— TO BE DONE —
Retype everything from the line containing "Objective — one marker on every instance of the foliage" down through the end of the items below, keeping both ends.

[Dataset excerpts on pointing at objects]
—————

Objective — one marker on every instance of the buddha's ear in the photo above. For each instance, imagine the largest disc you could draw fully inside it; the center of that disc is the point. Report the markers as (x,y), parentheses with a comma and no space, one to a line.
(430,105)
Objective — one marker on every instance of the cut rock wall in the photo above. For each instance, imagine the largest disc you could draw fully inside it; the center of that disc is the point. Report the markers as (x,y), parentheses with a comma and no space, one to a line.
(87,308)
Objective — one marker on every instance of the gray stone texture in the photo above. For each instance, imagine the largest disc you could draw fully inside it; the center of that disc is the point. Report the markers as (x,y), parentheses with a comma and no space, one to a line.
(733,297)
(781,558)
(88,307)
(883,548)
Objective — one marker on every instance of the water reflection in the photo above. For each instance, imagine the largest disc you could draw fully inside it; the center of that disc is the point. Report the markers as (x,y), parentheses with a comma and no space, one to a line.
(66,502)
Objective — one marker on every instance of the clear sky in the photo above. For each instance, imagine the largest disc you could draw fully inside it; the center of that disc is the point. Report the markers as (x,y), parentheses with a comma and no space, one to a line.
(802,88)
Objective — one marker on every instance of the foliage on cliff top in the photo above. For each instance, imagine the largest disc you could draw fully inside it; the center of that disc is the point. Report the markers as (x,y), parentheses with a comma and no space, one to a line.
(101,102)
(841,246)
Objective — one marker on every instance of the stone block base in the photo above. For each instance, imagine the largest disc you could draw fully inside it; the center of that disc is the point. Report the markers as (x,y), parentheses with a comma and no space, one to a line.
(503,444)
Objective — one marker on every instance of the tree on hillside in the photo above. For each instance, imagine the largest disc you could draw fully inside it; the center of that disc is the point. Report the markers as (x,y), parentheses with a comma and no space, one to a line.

—————

— SOLUTION FOR THIS EXERCISE —
Objective — one marker on every instance of the foliage on cliff top in the photo above. For each instance, imagine the largest disc you could draw fully inside it; the center of that disc is the point. Report the markers as (x,y), parentheses with a comma and no space, one to a line.
(101,102)
(841,246)
Objective — one marker on every instance of the stone block base in the photo above. For each instance, imagine the largest disc you could draw fully inside it; the center of that disc is the point. Report the markers as (x,y), parentheses with a comma and no space, one to a line.
(503,444)
Objective — one marker on every instance of the tree on hillside in the photo above. For each instance, imagine the largest disc you could draw fully inside it; the center of that disc is the point. Report the markers as (x,y), parentheses with a comma and no space, one to a line.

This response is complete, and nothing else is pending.